== SELECTION ==
** BEGIN **

It really depends on what they're thinking about when talking about individualistic vs collective, most outsider's thought tend to immediately go towards the liberal vs socialist divide, but that's only one way to look at it.

Traditionally, and even to now, one of the most notable difference between north south is that in the south, especially the south east, the family clan traditions remains super strong, i.e you are well aware of which family clan you belong to, you have interactions with extended families all the time, there are clan specific events and gathering etc.

My maternal grandfather's side belong to one such families, and they even have their own private family temples etc (an off shoot from the larger clan temple.) that's pretty normal in that particular part of China, while the more north you go, such bounds are very limited if at all present, for example, the North East Manchuria area were all migrants from the very late 19th and early 20th century, mostly from Shangdong, and they also saw huge upheavals in the ensuing decades with multiple huge armies rolling all over, so such extended family ties are just not present at all.

** END **

== DATA PROVIDED ==
** BEGIN **

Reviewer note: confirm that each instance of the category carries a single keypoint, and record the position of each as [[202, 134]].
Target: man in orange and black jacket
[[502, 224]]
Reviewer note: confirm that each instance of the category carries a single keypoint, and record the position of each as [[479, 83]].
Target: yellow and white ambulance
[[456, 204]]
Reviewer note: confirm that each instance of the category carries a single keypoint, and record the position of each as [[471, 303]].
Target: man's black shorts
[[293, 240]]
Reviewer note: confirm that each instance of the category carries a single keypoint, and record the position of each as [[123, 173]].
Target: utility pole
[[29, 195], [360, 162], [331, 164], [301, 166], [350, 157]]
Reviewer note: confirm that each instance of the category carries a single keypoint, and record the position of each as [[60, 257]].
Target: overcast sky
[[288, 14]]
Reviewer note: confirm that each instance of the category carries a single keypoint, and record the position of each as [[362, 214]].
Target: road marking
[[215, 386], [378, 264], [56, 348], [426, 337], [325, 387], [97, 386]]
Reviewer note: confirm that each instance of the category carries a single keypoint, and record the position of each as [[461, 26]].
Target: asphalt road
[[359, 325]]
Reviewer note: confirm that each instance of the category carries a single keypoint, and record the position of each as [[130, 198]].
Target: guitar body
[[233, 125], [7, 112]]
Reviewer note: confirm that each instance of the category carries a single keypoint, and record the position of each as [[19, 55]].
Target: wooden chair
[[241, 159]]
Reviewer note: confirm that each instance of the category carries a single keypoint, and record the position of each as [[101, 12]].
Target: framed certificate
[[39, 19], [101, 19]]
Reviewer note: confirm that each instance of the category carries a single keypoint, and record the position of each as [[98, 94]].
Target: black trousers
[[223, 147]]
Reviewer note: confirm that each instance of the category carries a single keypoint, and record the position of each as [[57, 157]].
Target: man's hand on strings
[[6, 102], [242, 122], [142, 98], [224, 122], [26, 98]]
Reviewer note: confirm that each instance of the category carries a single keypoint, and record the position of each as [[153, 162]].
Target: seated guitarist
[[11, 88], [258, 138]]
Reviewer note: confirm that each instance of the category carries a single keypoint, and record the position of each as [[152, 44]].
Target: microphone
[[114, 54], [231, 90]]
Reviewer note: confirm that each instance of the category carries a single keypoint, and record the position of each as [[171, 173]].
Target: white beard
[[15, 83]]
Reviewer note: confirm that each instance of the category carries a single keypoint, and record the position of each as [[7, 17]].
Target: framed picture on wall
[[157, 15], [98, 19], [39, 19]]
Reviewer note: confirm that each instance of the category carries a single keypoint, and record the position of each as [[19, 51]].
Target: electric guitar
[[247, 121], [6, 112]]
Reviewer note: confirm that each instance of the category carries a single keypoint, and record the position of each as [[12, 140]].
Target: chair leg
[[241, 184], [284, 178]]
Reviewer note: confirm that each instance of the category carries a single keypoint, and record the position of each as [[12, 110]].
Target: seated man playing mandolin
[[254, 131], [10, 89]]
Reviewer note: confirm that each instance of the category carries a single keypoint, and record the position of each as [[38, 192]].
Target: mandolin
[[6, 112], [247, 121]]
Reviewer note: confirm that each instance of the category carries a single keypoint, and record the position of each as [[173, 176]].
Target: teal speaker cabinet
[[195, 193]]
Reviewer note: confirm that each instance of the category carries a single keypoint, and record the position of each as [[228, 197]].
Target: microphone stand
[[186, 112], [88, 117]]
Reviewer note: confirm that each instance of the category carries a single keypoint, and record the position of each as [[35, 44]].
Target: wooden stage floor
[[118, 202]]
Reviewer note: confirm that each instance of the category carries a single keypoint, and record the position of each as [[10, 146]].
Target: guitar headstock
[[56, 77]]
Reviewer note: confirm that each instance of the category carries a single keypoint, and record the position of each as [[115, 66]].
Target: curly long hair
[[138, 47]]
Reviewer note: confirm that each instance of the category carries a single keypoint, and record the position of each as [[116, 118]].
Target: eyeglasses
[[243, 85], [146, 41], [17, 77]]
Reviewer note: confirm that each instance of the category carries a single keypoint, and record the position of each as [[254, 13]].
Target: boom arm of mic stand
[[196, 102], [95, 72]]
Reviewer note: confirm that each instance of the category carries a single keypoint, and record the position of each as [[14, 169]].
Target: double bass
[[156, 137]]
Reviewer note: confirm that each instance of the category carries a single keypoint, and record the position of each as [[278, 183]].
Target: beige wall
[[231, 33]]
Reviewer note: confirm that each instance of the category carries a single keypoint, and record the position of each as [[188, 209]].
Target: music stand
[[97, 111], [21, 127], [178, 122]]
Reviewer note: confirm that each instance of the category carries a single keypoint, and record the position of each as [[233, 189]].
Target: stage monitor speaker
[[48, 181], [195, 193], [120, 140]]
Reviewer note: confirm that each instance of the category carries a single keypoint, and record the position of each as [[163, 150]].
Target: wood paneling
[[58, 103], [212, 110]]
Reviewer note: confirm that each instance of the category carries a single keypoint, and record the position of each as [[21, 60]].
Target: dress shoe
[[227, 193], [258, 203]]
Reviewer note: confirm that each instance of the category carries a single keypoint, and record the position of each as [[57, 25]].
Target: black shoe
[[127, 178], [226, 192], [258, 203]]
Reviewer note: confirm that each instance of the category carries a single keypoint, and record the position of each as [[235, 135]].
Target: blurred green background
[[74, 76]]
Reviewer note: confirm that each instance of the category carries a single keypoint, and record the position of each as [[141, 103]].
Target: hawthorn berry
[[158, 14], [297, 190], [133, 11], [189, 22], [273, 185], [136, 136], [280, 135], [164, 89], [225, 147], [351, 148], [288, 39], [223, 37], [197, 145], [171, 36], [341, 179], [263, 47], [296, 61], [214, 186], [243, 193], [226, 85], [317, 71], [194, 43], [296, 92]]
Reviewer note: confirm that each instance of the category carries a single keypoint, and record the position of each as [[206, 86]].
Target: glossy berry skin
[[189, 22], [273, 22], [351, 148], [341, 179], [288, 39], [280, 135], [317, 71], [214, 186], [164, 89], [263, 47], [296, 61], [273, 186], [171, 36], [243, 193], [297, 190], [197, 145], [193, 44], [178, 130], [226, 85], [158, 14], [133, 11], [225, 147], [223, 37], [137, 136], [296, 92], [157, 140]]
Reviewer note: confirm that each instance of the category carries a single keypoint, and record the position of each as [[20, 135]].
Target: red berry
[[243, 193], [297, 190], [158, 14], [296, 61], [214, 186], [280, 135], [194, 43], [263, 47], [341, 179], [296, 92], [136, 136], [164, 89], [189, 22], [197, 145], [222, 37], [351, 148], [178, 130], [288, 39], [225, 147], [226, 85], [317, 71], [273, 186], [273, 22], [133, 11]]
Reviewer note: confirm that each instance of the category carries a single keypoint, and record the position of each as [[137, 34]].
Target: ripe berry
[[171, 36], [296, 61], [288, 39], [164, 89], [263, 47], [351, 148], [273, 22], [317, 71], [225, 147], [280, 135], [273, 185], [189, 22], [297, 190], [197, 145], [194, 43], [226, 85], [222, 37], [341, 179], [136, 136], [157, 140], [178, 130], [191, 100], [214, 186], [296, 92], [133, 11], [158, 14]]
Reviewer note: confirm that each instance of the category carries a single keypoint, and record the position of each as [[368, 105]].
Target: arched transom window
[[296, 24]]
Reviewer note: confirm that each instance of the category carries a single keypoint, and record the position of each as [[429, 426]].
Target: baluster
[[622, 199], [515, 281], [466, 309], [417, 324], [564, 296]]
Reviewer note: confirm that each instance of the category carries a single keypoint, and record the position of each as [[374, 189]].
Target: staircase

** END **

== PROBLEM SET ==
(1) Print the passage from the comment on Chinese family clans above, beginning at the words "It really depends" and stopping after "look at it.".
(2) Pick up the comment on clan ties in northern and southern China and continue it from its last sentence.

== EXERCISE RESPONSES ==
(1)
It really depends on what they're thinking about when talking about individualistic vs collective, most outsider's thought tend to immediately go towards the liberal vs socialist divide, but that's only one way to look at it.

(2)
For example, if anyone caught the recent live person version of Disney's Mulan, the story showed a huge round circle building that housed many family, that's quite famous in the South East as an example of such family clans, where most inhabitants would be from the clan, and they live together in a collective community, such examples in the past often also included businesses and schools owned specifically by the clans, and they even offer the equivalent of scholarship for particularly talented young folks from the poorer branches etc.

So from the perspective of how rural traditional families work in China, it does make sense to say that it's individualistic in the north and collective in the south.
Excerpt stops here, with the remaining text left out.